* Tarefa obrigatória
Por favor, transforme as linhas de todas as entradas abaixo em uma lista numerada e deixe de fora as linhas em branco.

━━ Entradas fornecidas ━━

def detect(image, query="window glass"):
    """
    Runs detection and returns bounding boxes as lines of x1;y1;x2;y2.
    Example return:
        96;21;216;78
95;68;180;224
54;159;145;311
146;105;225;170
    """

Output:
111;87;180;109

━━━

* Resultado abaixo
1. def detect(image, query="window glass"):
2.     """
3.     Runs detection and returns bounding boxes as lines of x1;y1;x2;y2.
4.     Example return:
5.         96;21;216;78
6. 95;68;180;224
7. 54;159;145;311
8. 146;105;225;170
9.     """
10. Output:
11. 111;87;180;109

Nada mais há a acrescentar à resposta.